== SEITE

Das Anreiten

Das Frühjahr ist endlich doch gekommen und Mutabor ist 3 Jahre alt geworden. An seinem Geburtstag stehen wir zehn Mann hoch vor seiner Box und ich bekomme zu hören, dass jetzt mal Schluss sein müsse mit der Spielerei, nu müsste er eingeritten werden.

Eigentlich bin ich ein vorsichtiger Mensch, aber an diesem Tag hatte ich die Nase voll, holte meinen Krümel aus der Box, legte ihm den Sattel auf, führte ihn etwas herum, gurtete an, drückte dem Nächstbesten den Strick in die Hand und schwang mich in den Sattel. Das Erstaunen war groß, doch eigentlich war dieses ruhige Stehen beim Aufsteigen nur der Erfolg monatelanger Vorbereitungen.  

Mein Ziel war es, Rory bis zum Herbst soweit zu bringen, dass ich zumindest die Richtung und wenn möglich auch das Tempo bestimmen konnte, aber ich hatte die Rechnung mal wieder ohne den Wirt gemacht.

Gegen den Reiter auf seinem Rücken hatte Rory nicht viel einzuwenden, mochte dieser nun still sitzen oder laufend aufstehen, aber die Trense im Maul - nein danke! Mein ach so sanftes Durchparieren führte zu heftigem Kopfschlagen seinerseits. Er mochte erst gar nicht lostraben und dann schoss er plötzlich los und jegliche Versuche durchzuparieren verschlimmerten die Lage noch. An der Loge geritten, ging alles etwas besser, aber auch sehr rasant vonstatten. Der in der Mitte Stehende hatte jedenfalls viel zu halten...

====
== GESPEICHERTE DATEN

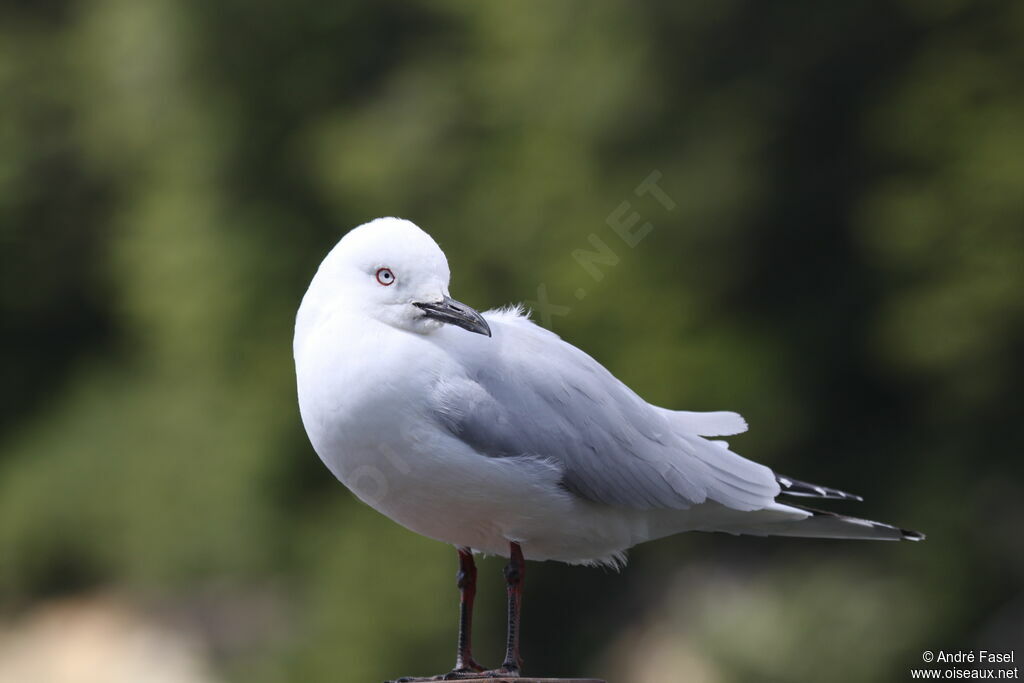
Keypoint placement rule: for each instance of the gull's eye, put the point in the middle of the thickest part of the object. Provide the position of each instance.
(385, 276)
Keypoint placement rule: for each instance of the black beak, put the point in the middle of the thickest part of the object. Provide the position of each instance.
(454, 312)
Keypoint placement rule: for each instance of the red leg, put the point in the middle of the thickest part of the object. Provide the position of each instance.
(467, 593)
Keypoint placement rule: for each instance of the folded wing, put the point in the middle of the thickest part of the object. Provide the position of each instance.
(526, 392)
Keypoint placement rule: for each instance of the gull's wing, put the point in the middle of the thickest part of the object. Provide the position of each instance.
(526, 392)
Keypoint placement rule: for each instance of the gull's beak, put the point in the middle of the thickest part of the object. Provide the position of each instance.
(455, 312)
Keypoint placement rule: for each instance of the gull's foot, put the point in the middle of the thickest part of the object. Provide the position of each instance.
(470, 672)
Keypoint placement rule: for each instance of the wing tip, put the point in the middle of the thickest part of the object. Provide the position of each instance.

====

→ **AUFGABEN**:
A) Welchen Grund nennt der Text über das Anreiten dafür, dass Mutabor beim ersten Aufsteigen ruhig stehen blieb?
B) Führe den Text über das Anreiten im Anschluss an seinen letzten Satz weiter.

→ **LÖSUNGEN**:
A) Das ruhige Stehen beim Aufsteigen war der Erfolg monatelanger Vorbereitungen.

B)
Ein Tellington-Wochenendkurs, der auf dem Hof abgehalten wurde, brachte die Rettung. Zwar stieg mein Pferdchen empört, als sich der Kursleiter in seinen Sattel schwang und machte einen durch und durch unglücklichen Eindruck, aber mir wurde der Tipp gegeben, zunächst am Halfter mit zwei Stricken zu reiten. Wunderbare Idee! Rory akzeptierte willig das Halfter auf der Nase zum durchparieren und ließ sich sehr leicht lenken. Die Trense packte ich ihm allerdings trotzdem auf, sollte er sich doch an sie gewöhnen. Noch heute kann Rory am Halfter oder Kappzaum geritten werden, inzwischen geht er dabei auch am Zügel.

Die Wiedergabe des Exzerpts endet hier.